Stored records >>
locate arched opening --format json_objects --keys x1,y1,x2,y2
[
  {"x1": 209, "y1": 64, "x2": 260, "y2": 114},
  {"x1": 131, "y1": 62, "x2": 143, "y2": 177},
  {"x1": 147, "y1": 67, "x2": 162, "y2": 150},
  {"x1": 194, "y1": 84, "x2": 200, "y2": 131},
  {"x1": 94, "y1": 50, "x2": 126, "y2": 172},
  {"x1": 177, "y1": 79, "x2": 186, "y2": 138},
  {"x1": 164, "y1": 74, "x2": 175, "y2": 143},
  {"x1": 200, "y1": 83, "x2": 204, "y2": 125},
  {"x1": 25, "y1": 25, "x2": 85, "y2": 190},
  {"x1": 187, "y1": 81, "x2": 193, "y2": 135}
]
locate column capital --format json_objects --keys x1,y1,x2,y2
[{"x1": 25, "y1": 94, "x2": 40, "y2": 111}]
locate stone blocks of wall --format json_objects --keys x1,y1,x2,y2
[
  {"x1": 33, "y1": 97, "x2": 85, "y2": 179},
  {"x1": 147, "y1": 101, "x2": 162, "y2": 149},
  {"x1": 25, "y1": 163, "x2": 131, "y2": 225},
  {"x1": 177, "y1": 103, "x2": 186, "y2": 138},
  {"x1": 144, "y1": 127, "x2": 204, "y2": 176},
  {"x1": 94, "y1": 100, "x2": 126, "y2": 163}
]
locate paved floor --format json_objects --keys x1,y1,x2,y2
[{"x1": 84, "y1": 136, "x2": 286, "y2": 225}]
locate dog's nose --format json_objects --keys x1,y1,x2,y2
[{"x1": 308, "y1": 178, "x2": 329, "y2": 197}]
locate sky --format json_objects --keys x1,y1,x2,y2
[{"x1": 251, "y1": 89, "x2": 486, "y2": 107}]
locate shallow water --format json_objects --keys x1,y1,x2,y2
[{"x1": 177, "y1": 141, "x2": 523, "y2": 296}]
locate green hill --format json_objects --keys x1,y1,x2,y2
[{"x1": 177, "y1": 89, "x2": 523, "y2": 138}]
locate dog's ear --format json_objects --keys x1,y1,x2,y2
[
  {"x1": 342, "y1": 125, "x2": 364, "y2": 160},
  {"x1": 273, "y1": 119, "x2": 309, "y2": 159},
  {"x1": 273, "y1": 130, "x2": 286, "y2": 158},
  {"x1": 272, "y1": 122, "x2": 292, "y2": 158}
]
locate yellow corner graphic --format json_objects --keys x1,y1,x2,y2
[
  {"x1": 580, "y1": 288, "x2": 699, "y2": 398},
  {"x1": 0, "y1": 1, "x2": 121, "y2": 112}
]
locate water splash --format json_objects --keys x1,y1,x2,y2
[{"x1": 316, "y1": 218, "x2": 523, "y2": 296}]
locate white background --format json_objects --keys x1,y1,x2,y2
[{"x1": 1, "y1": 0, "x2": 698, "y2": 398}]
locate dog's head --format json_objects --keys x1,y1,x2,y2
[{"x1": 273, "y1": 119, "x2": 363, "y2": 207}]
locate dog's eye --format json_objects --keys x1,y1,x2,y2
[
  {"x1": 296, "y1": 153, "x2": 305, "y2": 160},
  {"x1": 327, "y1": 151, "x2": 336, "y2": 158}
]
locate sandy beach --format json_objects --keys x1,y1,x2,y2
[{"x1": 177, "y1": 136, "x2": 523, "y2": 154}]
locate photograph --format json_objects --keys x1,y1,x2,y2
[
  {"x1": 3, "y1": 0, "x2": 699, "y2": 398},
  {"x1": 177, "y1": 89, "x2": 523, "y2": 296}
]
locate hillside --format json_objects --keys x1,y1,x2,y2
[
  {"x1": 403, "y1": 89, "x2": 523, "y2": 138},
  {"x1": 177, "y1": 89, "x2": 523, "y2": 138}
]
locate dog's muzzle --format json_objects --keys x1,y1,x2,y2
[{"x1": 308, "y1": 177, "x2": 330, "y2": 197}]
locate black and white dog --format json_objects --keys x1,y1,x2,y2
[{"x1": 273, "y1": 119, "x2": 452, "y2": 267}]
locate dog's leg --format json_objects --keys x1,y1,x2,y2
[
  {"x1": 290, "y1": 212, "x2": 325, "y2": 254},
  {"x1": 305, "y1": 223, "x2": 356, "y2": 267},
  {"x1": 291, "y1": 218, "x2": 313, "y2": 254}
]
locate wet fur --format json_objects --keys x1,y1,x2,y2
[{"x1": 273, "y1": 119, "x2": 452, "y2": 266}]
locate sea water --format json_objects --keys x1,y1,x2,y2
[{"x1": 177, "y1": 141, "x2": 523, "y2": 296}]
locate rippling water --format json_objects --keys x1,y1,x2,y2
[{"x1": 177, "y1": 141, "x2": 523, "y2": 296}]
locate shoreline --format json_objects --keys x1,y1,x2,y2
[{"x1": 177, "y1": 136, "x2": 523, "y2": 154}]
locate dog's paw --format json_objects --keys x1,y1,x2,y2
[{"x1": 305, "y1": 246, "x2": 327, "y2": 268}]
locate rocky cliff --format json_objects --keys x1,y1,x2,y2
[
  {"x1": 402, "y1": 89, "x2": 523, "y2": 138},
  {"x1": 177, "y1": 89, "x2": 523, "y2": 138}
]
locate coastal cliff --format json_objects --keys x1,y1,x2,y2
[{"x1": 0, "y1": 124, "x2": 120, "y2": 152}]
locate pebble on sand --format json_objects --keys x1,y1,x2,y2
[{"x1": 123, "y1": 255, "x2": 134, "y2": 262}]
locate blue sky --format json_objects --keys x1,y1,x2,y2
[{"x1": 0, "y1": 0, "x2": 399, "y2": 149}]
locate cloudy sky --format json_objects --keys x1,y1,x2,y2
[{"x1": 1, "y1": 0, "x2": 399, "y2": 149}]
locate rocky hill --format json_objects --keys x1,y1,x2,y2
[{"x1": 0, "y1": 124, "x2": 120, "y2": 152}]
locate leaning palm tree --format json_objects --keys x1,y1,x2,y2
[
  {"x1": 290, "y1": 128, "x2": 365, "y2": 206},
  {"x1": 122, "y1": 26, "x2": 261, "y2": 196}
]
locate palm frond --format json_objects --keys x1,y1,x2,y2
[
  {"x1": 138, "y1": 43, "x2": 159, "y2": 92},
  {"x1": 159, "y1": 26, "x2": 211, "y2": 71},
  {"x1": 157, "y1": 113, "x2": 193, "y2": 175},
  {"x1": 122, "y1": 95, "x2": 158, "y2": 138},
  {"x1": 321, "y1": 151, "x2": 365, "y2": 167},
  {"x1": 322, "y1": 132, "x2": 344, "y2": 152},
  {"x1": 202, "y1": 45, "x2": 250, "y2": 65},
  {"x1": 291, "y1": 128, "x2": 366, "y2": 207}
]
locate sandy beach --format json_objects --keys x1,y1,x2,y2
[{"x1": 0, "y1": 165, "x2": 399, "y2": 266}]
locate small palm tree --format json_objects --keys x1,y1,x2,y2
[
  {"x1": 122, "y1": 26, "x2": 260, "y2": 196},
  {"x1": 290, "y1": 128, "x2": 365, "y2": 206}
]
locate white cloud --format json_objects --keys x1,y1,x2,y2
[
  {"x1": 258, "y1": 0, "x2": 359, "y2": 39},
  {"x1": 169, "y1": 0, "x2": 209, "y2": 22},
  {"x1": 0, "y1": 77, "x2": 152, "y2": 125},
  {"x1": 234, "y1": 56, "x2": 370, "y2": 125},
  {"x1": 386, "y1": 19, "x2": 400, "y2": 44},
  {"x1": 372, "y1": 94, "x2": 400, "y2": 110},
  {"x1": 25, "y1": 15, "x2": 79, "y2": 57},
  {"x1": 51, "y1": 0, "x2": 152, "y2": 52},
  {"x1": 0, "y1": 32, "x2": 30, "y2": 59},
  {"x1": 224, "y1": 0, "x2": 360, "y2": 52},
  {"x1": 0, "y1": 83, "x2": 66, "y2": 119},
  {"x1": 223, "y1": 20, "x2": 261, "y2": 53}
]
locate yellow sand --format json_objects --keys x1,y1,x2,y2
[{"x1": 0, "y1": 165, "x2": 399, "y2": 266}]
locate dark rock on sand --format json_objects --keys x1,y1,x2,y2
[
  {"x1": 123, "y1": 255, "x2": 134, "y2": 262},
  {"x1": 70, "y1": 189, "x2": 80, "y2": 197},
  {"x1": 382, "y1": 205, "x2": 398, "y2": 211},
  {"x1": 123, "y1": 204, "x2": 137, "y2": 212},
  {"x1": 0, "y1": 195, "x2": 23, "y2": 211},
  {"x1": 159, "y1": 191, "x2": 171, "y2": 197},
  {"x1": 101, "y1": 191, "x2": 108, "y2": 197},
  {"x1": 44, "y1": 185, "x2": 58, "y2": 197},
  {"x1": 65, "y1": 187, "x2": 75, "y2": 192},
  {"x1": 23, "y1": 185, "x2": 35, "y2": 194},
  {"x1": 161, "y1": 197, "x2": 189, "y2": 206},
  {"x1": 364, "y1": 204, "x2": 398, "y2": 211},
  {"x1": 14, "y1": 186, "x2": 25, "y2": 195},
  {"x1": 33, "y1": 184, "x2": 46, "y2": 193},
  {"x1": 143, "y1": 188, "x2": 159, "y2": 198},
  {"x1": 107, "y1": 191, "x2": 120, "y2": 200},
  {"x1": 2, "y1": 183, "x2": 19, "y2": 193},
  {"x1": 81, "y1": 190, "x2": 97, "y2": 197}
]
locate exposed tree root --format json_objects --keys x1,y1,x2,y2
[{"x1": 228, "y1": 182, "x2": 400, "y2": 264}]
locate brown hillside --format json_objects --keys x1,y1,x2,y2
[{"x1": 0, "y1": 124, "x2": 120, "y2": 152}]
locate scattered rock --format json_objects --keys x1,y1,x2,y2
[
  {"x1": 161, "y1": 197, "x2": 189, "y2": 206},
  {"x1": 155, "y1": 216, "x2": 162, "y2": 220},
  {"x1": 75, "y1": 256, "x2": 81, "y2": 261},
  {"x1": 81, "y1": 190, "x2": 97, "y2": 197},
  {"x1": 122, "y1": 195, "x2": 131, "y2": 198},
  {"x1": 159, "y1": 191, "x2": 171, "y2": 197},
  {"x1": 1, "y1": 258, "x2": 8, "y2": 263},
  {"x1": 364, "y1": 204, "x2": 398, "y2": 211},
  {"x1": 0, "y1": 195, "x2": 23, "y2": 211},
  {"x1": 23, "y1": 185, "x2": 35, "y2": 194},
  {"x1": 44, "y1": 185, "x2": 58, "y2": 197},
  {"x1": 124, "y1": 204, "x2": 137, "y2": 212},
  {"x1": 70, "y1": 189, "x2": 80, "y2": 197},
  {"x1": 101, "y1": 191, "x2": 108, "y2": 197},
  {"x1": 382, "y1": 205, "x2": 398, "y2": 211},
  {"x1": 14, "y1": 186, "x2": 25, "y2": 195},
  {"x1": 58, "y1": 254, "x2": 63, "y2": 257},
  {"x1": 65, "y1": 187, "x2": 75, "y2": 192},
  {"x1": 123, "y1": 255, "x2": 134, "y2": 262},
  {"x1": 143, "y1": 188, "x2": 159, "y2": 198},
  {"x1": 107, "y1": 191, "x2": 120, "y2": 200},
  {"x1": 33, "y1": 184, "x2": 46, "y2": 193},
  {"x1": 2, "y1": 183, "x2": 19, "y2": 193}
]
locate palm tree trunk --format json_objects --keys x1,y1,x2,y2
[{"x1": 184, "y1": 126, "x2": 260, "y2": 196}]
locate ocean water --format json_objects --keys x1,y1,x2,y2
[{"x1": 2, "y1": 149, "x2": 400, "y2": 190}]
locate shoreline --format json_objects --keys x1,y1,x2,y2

Task brief >> Each line from the one containing "locate palm tree" to the end of the entries above should be copied exactly, and no other line.

Exercise answer >>
locate palm tree trunk --format json_objects --keys x1,y1,x2,y2
[{"x1": 184, "y1": 126, "x2": 260, "y2": 196}]
locate ocean water --format json_objects --keys x1,y1,x2,y2
[{"x1": 2, "y1": 149, "x2": 400, "y2": 190}]
locate shoreline --format json_objects --keys x1,y1,x2,y2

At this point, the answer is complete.